Material:
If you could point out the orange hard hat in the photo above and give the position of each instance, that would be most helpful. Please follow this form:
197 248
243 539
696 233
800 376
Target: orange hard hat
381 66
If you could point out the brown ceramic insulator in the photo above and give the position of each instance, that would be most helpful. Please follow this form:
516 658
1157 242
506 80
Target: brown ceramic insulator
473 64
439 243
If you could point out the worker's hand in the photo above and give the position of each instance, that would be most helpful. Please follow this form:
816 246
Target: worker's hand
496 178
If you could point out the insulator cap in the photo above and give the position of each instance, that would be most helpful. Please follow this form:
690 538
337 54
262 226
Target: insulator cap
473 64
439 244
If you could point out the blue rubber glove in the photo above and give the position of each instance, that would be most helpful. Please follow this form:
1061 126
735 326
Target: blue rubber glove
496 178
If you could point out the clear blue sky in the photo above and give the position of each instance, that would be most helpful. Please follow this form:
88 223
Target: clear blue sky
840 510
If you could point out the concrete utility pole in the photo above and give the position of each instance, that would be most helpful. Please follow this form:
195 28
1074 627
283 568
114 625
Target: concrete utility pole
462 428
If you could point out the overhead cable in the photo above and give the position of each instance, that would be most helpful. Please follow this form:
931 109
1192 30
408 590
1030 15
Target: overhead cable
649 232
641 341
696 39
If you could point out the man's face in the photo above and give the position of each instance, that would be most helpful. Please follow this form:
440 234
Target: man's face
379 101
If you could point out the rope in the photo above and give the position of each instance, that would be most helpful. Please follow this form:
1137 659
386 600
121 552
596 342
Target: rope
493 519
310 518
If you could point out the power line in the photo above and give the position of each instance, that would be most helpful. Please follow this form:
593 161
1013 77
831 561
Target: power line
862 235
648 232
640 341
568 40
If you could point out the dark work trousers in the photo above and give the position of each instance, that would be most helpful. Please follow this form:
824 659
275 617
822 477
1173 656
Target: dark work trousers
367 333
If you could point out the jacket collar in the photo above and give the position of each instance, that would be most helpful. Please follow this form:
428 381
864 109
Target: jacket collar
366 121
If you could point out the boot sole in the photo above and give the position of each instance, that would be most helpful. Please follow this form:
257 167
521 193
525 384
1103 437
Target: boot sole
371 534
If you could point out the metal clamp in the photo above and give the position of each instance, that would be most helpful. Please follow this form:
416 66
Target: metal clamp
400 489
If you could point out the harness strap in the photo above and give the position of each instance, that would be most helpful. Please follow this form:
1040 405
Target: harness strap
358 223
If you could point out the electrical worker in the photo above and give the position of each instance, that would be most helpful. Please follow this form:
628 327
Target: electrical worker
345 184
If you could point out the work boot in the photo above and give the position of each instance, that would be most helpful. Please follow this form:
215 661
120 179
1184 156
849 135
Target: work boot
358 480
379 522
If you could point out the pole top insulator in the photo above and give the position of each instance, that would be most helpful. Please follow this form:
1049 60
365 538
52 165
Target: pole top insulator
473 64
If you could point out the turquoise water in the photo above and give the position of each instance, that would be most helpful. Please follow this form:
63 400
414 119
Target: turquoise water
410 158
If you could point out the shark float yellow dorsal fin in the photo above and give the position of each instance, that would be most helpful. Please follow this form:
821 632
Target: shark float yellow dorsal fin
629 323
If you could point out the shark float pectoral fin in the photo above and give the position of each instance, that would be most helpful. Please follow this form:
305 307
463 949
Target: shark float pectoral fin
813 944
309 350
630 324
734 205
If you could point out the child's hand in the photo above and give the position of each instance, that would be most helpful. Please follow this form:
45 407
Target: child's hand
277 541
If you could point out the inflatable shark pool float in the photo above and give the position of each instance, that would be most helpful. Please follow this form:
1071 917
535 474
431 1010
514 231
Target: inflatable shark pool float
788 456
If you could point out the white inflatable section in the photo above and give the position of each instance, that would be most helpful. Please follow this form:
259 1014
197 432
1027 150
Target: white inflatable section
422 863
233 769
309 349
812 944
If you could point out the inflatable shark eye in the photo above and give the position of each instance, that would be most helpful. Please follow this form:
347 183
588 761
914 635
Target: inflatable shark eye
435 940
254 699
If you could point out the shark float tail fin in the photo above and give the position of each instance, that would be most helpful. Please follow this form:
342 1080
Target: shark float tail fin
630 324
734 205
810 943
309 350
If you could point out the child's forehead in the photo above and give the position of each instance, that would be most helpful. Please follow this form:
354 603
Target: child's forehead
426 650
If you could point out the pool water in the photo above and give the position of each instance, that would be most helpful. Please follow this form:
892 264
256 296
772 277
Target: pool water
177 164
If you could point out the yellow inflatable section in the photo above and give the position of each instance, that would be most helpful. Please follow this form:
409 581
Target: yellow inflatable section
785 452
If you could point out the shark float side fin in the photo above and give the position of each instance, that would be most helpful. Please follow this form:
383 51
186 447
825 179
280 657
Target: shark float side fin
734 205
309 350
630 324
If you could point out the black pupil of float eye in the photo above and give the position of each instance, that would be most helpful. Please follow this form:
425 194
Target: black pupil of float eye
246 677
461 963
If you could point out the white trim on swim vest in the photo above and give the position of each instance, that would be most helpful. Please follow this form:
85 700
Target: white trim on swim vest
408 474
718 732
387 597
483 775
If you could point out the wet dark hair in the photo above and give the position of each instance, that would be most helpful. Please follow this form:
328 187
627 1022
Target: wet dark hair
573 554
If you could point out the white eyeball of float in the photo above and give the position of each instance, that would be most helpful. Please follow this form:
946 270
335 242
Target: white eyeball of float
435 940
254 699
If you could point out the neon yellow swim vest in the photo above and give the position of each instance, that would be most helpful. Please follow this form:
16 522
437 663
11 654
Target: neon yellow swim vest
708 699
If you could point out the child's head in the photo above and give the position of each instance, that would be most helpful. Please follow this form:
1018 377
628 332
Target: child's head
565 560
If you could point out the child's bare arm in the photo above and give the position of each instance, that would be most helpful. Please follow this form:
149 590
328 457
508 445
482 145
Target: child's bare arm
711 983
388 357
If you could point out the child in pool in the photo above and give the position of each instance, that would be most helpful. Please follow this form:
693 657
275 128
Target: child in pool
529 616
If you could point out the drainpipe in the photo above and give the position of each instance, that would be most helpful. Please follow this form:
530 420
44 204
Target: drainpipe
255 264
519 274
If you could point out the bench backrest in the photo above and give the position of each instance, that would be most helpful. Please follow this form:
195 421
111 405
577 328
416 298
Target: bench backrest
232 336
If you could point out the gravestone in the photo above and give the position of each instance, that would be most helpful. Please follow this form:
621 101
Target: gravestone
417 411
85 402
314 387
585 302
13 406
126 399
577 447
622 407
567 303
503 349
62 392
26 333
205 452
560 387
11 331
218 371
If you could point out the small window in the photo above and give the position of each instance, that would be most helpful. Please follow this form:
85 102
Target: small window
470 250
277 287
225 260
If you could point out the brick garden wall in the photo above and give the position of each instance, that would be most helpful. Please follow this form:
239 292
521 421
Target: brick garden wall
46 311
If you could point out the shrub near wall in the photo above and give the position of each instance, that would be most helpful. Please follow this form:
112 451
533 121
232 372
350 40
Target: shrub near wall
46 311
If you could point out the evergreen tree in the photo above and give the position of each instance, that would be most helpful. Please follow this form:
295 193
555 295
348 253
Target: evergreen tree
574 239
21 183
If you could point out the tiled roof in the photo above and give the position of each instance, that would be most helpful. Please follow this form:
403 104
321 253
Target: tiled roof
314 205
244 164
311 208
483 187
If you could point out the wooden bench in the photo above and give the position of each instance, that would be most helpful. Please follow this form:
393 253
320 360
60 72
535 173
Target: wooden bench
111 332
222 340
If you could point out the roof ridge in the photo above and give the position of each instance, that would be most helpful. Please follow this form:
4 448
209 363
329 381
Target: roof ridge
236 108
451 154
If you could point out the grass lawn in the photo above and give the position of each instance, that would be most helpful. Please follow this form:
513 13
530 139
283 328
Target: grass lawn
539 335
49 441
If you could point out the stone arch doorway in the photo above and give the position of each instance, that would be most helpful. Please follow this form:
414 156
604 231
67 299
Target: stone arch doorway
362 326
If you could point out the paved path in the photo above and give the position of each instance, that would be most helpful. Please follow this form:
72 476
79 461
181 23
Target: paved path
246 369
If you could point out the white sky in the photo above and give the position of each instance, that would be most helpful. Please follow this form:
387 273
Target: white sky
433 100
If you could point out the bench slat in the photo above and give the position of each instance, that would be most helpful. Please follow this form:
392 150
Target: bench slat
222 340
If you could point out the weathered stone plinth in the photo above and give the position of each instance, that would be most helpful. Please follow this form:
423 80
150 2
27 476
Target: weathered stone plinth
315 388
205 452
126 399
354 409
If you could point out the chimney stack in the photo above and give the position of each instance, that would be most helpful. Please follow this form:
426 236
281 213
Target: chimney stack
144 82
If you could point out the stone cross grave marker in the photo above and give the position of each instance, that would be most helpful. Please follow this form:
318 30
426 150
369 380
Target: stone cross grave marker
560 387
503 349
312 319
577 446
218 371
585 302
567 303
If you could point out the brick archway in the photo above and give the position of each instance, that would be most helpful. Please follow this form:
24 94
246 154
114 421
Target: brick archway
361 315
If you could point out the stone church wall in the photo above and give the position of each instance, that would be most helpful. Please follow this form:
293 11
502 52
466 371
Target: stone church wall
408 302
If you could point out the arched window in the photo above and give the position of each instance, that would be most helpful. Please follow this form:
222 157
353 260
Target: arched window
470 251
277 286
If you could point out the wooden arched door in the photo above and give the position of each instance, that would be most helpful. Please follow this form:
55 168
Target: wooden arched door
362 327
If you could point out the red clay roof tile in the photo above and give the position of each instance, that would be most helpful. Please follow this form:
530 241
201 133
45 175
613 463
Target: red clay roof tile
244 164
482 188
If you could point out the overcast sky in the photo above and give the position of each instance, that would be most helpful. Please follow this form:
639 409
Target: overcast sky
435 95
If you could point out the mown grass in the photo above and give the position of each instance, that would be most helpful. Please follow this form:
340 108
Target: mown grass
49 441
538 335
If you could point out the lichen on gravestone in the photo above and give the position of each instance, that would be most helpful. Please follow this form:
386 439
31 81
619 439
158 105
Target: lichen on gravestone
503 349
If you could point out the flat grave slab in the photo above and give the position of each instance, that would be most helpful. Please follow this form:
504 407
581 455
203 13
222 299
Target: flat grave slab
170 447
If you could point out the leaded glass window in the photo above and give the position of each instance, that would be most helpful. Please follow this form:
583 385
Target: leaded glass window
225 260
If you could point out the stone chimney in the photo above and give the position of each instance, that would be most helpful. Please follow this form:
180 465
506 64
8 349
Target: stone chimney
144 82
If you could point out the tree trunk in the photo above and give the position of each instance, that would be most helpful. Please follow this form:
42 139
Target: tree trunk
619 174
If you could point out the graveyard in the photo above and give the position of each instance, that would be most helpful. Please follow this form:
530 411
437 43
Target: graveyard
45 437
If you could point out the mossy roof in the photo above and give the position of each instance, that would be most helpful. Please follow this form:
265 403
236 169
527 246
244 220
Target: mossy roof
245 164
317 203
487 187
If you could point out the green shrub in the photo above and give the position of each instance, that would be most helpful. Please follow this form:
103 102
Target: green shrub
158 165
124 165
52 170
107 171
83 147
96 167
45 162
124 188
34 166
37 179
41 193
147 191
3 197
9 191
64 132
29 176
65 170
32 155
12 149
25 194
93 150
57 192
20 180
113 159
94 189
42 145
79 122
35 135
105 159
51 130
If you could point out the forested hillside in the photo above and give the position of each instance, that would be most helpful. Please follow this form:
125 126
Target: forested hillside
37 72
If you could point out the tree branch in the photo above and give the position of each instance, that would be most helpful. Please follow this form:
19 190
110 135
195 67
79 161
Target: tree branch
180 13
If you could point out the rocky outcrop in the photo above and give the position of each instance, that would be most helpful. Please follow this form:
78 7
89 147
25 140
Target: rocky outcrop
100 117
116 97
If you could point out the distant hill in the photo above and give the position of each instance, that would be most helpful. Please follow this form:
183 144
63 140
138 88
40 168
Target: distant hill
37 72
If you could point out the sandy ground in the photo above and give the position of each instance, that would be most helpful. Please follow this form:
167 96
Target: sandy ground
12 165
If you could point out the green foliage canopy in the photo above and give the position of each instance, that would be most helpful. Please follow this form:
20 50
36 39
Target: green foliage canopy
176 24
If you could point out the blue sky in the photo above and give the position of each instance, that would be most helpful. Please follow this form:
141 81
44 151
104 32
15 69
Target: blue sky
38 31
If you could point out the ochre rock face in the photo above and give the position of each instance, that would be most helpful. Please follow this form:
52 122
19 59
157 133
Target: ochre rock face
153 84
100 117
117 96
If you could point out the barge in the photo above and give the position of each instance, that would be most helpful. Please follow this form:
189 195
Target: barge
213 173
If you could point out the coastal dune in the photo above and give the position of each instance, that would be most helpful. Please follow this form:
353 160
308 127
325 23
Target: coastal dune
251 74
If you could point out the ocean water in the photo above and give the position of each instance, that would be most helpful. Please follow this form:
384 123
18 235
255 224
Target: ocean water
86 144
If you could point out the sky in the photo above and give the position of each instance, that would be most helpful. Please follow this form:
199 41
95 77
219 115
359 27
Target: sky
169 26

Request: Repeat the listing from the line holding "If you could point out the sky" through the end of the listing, inclusive, switching "sky" to "horizon" and leaving everything else unchanged.

Written reply:
If you could point out the horizon in the photo above and give the position of each instance, that would be most helpful. Please follow this form:
199 41
95 77
219 115
359 27
Target: horizon
169 26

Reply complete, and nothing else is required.